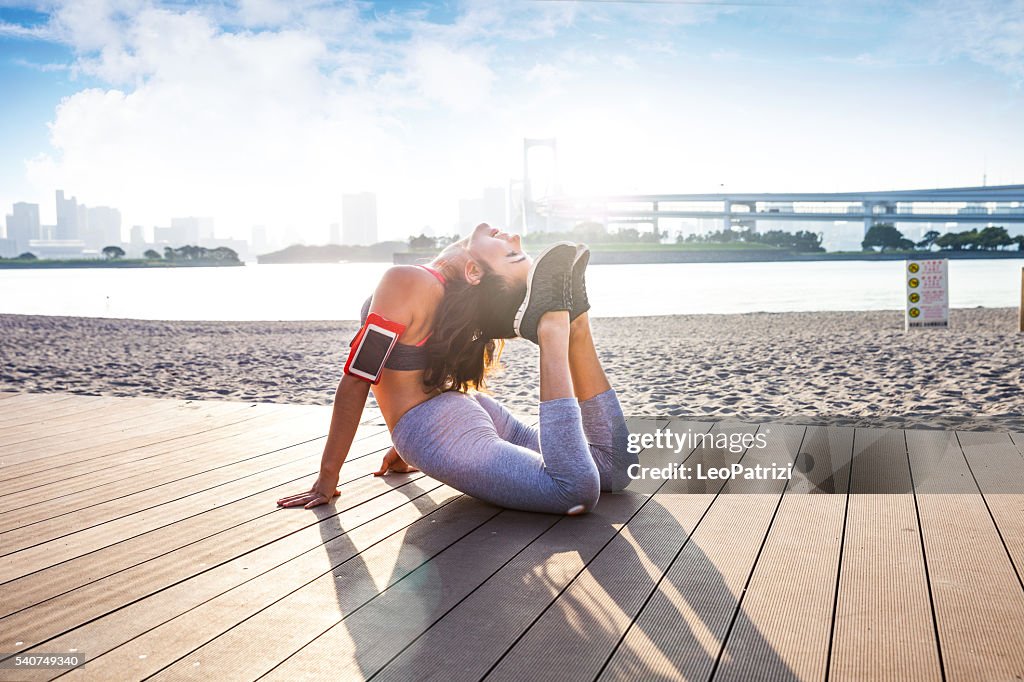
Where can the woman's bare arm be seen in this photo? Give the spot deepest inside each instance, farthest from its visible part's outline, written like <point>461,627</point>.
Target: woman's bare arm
<point>348,402</point>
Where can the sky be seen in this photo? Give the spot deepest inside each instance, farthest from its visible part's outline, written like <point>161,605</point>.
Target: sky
<point>265,113</point>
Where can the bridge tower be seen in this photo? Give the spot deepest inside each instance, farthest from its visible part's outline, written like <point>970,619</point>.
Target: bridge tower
<point>526,216</point>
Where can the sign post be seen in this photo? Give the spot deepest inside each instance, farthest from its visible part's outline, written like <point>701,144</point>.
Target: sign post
<point>927,285</point>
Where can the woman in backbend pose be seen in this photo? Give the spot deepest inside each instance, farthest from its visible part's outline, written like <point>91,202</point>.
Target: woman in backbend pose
<point>448,316</point>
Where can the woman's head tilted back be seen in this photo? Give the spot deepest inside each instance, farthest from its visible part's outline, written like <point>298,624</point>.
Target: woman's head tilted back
<point>486,283</point>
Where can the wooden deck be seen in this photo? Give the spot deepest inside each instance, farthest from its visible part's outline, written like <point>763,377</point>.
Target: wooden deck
<point>143,534</point>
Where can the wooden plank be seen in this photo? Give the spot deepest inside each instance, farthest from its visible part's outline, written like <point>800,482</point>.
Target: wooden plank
<point>45,544</point>
<point>53,437</point>
<point>679,632</point>
<point>370,636</point>
<point>113,463</point>
<point>1018,439</point>
<point>883,605</point>
<point>27,406</point>
<point>53,601</point>
<point>193,469</point>
<point>975,590</point>
<point>580,632</point>
<point>241,598</point>
<point>59,579</point>
<point>53,414</point>
<point>144,637</point>
<point>178,433</point>
<point>783,627</point>
<point>1000,478</point>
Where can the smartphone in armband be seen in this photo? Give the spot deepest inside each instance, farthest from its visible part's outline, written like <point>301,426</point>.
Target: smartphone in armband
<point>371,347</point>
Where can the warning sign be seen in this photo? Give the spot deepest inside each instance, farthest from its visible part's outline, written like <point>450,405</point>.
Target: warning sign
<point>927,293</point>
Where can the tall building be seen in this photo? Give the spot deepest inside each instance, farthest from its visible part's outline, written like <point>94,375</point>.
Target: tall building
<point>493,209</point>
<point>103,227</point>
<point>71,218</point>
<point>489,208</point>
<point>137,239</point>
<point>192,230</point>
<point>358,218</point>
<point>259,241</point>
<point>23,224</point>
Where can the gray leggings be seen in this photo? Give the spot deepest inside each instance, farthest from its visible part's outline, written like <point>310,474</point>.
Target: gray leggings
<point>474,444</point>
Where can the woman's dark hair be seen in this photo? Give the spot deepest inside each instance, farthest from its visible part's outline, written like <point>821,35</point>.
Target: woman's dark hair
<point>470,326</point>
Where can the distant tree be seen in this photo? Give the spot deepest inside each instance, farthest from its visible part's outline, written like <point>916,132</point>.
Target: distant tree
<point>628,235</point>
<point>885,236</point>
<point>113,252</point>
<point>928,240</point>
<point>422,242</point>
<point>992,238</point>
<point>223,255</point>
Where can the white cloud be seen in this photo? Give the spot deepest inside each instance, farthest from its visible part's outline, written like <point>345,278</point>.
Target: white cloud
<point>458,80</point>
<point>990,32</point>
<point>267,112</point>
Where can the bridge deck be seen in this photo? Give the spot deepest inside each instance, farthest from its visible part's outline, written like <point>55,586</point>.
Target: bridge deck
<point>143,534</point>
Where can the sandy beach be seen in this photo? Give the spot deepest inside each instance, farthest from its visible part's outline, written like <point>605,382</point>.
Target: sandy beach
<point>848,369</point>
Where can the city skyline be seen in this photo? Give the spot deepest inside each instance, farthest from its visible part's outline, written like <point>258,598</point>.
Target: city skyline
<point>266,115</point>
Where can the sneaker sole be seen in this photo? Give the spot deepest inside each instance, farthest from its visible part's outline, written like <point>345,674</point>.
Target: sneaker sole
<point>585,257</point>
<point>529,281</point>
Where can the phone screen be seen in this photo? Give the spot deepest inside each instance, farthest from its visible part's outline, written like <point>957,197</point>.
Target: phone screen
<point>372,351</point>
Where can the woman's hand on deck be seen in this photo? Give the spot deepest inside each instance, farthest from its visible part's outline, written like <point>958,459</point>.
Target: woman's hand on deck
<point>393,462</point>
<point>325,489</point>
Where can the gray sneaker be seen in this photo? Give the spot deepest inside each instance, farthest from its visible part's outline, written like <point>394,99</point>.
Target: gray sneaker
<point>580,302</point>
<point>549,287</point>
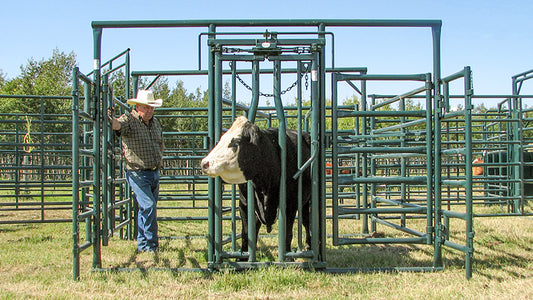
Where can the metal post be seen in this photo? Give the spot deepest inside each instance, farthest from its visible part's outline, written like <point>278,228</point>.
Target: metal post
<point>282,219</point>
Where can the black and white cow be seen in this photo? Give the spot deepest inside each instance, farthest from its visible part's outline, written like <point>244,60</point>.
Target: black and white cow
<point>246,152</point>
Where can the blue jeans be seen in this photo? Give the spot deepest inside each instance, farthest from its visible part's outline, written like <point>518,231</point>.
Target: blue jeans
<point>145,186</point>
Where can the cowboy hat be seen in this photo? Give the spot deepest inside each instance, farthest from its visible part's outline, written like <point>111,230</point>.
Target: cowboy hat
<point>146,97</point>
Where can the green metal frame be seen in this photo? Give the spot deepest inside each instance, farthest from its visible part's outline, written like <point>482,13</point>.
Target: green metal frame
<point>432,88</point>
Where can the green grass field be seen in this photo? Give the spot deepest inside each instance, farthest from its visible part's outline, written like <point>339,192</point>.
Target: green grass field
<point>36,262</point>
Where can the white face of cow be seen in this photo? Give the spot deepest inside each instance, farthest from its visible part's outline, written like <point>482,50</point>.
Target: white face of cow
<point>223,159</point>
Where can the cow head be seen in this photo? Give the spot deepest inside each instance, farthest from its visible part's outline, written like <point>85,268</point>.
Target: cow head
<point>477,170</point>
<point>223,160</point>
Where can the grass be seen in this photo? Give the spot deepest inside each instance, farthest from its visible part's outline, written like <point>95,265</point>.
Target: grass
<point>36,262</point>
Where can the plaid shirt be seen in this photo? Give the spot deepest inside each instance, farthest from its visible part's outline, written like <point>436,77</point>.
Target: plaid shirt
<point>142,144</point>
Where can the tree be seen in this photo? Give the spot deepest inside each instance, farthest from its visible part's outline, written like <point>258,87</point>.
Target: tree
<point>47,77</point>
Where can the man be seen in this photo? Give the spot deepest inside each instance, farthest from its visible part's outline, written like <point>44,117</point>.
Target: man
<point>142,142</point>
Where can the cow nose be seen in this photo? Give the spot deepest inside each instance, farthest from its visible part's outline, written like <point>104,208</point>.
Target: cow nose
<point>204,165</point>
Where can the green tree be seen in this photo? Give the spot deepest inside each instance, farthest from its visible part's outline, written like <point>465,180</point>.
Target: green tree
<point>47,77</point>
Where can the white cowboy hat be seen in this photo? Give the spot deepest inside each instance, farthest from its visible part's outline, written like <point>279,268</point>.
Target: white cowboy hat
<point>146,97</point>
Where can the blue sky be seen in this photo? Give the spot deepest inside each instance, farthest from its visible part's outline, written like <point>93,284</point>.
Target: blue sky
<point>495,38</point>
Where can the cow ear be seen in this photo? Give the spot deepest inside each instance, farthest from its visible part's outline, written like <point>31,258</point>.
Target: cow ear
<point>253,132</point>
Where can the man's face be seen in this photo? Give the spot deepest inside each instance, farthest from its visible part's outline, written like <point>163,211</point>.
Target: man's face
<point>145,111</point>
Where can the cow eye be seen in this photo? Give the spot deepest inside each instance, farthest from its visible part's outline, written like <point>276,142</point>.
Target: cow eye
<point>234,144</point>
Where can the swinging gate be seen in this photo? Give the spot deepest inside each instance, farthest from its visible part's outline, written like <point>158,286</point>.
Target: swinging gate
<point>393,176</point>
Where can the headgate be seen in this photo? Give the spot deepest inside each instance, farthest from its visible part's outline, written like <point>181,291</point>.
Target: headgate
<point>390,162</point>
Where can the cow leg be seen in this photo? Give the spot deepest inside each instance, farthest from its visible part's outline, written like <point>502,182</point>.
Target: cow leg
<point>243,208</point>
<point>306,211</point>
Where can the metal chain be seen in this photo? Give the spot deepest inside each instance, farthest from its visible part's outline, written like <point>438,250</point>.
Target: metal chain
<point>282,92</point>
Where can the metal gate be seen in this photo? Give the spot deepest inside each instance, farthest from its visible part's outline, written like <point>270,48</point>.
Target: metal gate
<point>308,55</point>
<point>395,157</point>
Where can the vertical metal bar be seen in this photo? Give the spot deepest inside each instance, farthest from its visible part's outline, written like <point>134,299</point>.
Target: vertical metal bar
<point>75,176</point>
<point>365,131</point>
<point>252,237</point>
<point>127,71</point>
<point>255,91</point>
<point>97,263</point>
<point>468,171</point>
<point>320,207</point>
<point>211,143</point>
<point>300,154</point>
<point>233,187</point>
<point>218,133</point>
<point>282,219</point>
<point>315,165</point>
<point>334,159</point>
<point>41,158</point>
<point>106,193</point>
<point>429,153</point>
<point>436,32</point>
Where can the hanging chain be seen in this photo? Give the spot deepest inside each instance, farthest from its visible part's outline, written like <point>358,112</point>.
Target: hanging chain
<point>282,92</point>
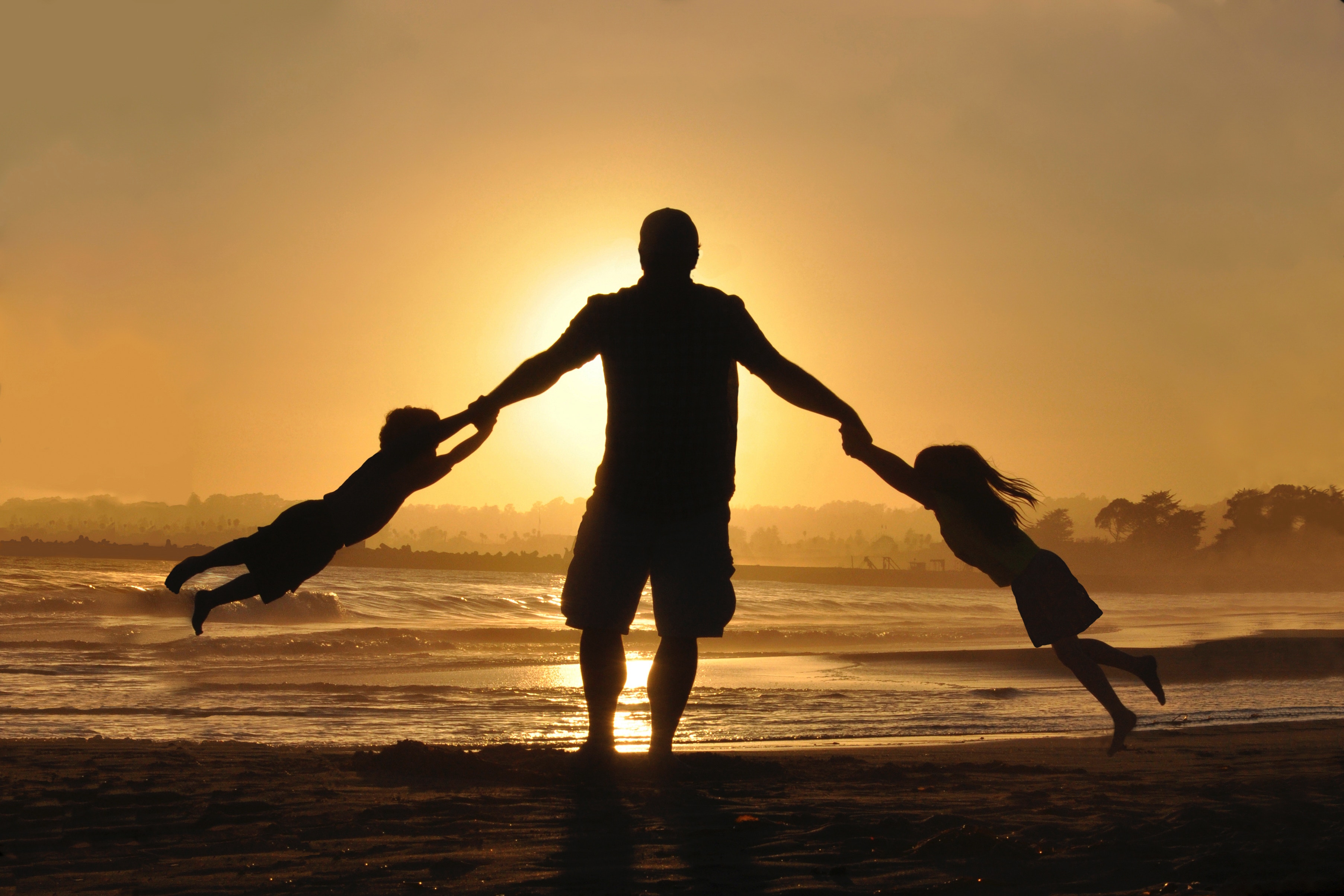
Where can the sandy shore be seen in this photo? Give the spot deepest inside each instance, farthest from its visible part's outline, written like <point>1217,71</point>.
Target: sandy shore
<point>1256,809</point>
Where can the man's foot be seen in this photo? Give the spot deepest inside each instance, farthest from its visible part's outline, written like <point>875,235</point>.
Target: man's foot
<point>180,574</point>
<point>1124,724</point>
<point>665,765</point>
<point>596,755</point>
<point>1148,675</point>
<point>201,610</point>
·····
Exercise aim:
Repeat the listing above word for word, from the line with "Where can the wooden plank" up to and including the line with "<point>927,293</point>", and give nothing else.

Output for this exercise:
Where can the wooden plank be seen in this photo? Give the spot deepest inside each instance, farthest from its visible part's outline, written like <point>800,482</point>.
Target: wooden plank
<point>45,544</point>
<point>53,437</point>
<point>679,632</point>
<point>370,636</point>
<point>113,463</point>
<point>1018,439</point>
<point>883,605</point>
<point>27,406</point>
<point>53,601</point>
<point>193,469</point>
<point>975,590</point>
<point>580,632</point>
<point>241,598</point>
<point>59,579</point>
<point>53,414</point>
<point>144,637</point>
<point>178,433</point>
<point>783,627</point>
<point>1000,478</point>
Where can the smartphone in armband be seen in this photo? Give the spot deepest inside each instance, farthest from its visible part's outline, written like <point>301,426</point>.
Target: smartphone in armband
<point>371,347</point>
Where can the warning sign be seen in this photo? Give the spot deepest inside each instance, farthest from its visible part's outline, written like <point>450,405</point>.
Target: warning sign
<point>927,293</point>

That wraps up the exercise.